# Task description:
Output the material below verbatim, line for line, leaving out the picture.

# Available records:
####

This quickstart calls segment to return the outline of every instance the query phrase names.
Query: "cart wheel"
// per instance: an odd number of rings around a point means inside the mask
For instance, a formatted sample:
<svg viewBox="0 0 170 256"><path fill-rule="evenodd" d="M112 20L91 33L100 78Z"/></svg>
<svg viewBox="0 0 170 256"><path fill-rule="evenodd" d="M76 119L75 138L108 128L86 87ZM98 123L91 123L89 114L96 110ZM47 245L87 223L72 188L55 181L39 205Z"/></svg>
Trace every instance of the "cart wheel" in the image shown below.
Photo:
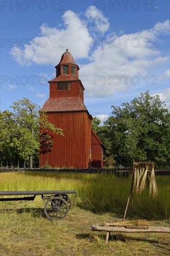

####

# Answer in full:
This quickstart calls segment to return the outline of every instance the query phrase names.
Query: "cart wheel"
// per instance: an odd number of rings around a point means inside the mask
For instance, a formatted sample:
<svg viewBox="0 0 170 256"><path fill-rule="evenodd" d="M112 20L91 33L100 78Z"/></svg>
<svg viewBox="0 0 170 256"><path fill-rule="evenodd" d="M76 119L75 138L108 128L86 87ZM98 123L91 123L89 114L96 110ZM47 245L87 223L72 188L55 181L39 205Z"/></svg>
Trace every instance of the "cart wheel" in the image shown below.
Photo:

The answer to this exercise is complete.